## TASK DETAILS
Which structures does the text below about new buildings in Guangzhou describe one by one?

## SELECTION
□ □ □ □ □ □ □

Skyscrapers and "super model" towers

China is booming economically and wants to show it, mainly cities display wealth and prosperity by building gigantic skyscrapers and futuristic buildings, which is exactly what is happening in Guangzhou. Some days ago, I went into Guangzhou to take a closer look at some of the impressive new buildings popping up in Zhujiang New Town. This area is being built as a "showing off" area for the Asian games in November. The exteriors of the buildings are finished but the interiors are being finalized now, and since the Asian games start off the 12th of November, time is ticking!

The futuristic Opera house with angles that define gravity. Looks like a space ship to me, designed by famous British architect Zaha Hadid. Cost? About 1.6 billion Swedish kronor (120 million USD). More info here

This is the new Guangdong museum, formed like a Chinese treasure box. Designed by Rocco Design Architects Limited. Cost? About 950 million Swedish kronor. Nice news when I arrived was that the entry was free! I will post photos taken inside at a later point.

Well, this was a bridge I crossed, no more, no less. But still a stylish bridge.

□ □ □ □ □ □ □

Data listing:

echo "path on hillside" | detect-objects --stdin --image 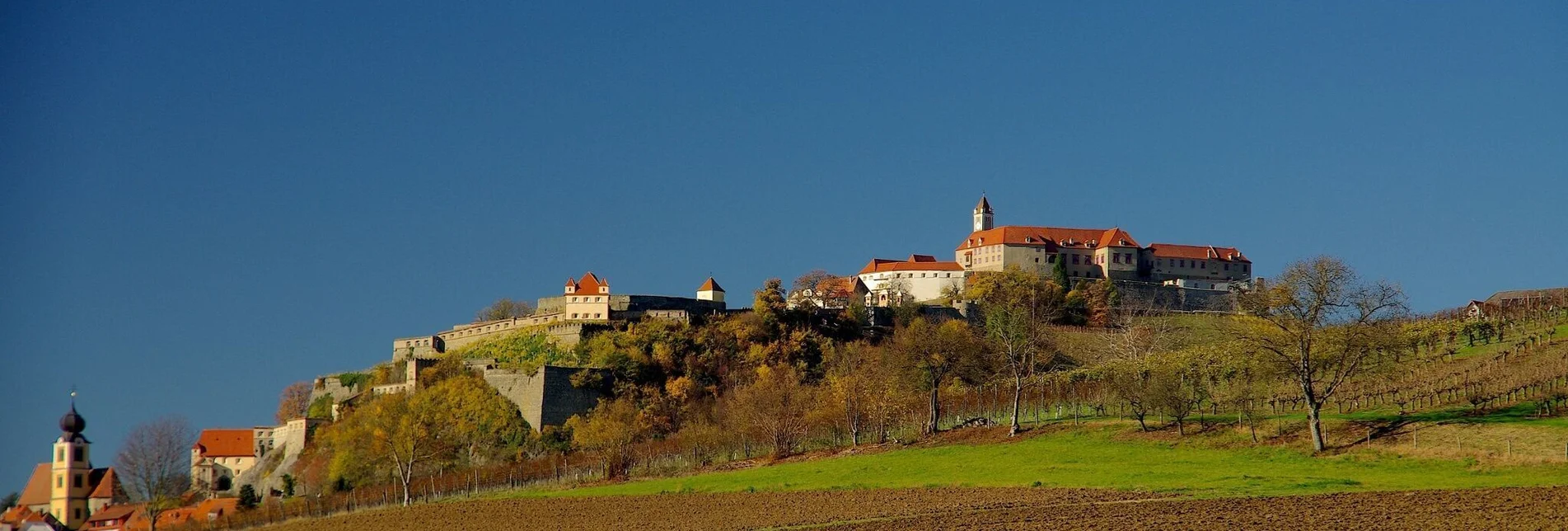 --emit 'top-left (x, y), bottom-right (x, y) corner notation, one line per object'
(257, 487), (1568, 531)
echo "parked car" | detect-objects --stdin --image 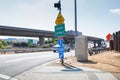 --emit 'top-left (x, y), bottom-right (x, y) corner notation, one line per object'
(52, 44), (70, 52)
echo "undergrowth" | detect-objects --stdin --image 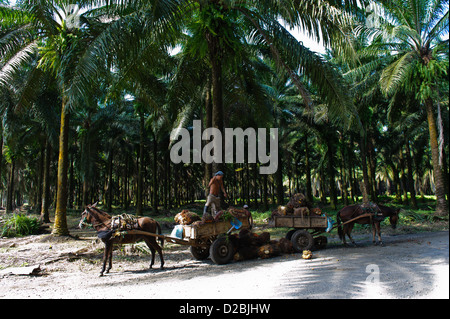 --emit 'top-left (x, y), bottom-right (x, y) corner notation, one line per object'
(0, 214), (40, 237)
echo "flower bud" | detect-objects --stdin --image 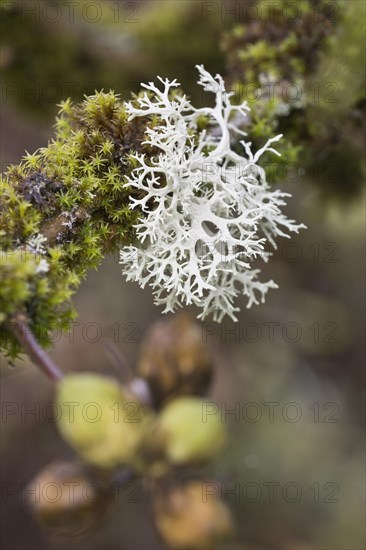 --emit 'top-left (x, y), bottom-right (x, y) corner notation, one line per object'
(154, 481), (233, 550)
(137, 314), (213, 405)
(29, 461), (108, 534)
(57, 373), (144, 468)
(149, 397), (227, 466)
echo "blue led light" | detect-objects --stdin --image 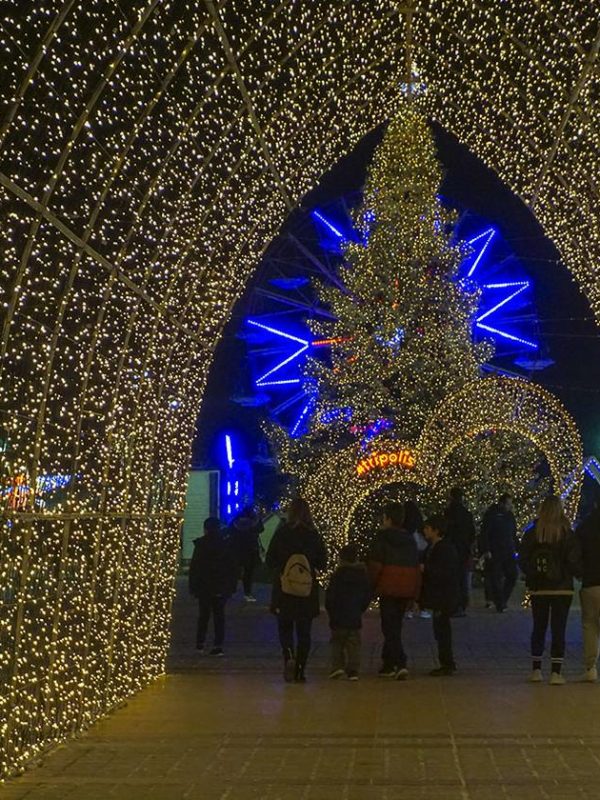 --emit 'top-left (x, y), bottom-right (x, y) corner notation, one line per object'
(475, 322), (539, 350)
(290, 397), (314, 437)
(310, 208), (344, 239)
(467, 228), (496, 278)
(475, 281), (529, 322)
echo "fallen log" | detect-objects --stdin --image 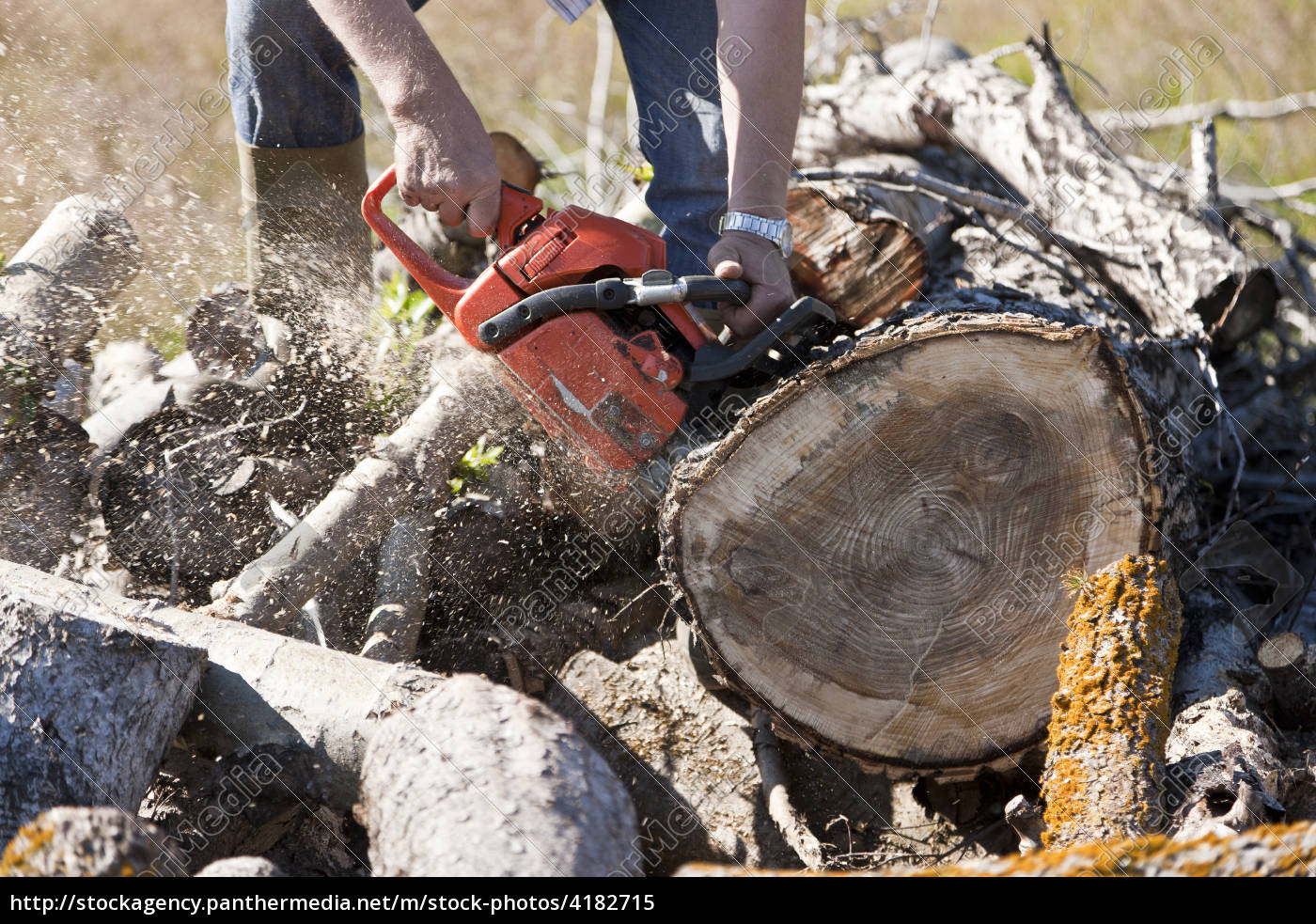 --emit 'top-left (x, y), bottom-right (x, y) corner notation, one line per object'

□ □ □ □ □ □ □

## COMPLETE RESPONSE
The Opera house, the new Guangdong museum, and a bridge.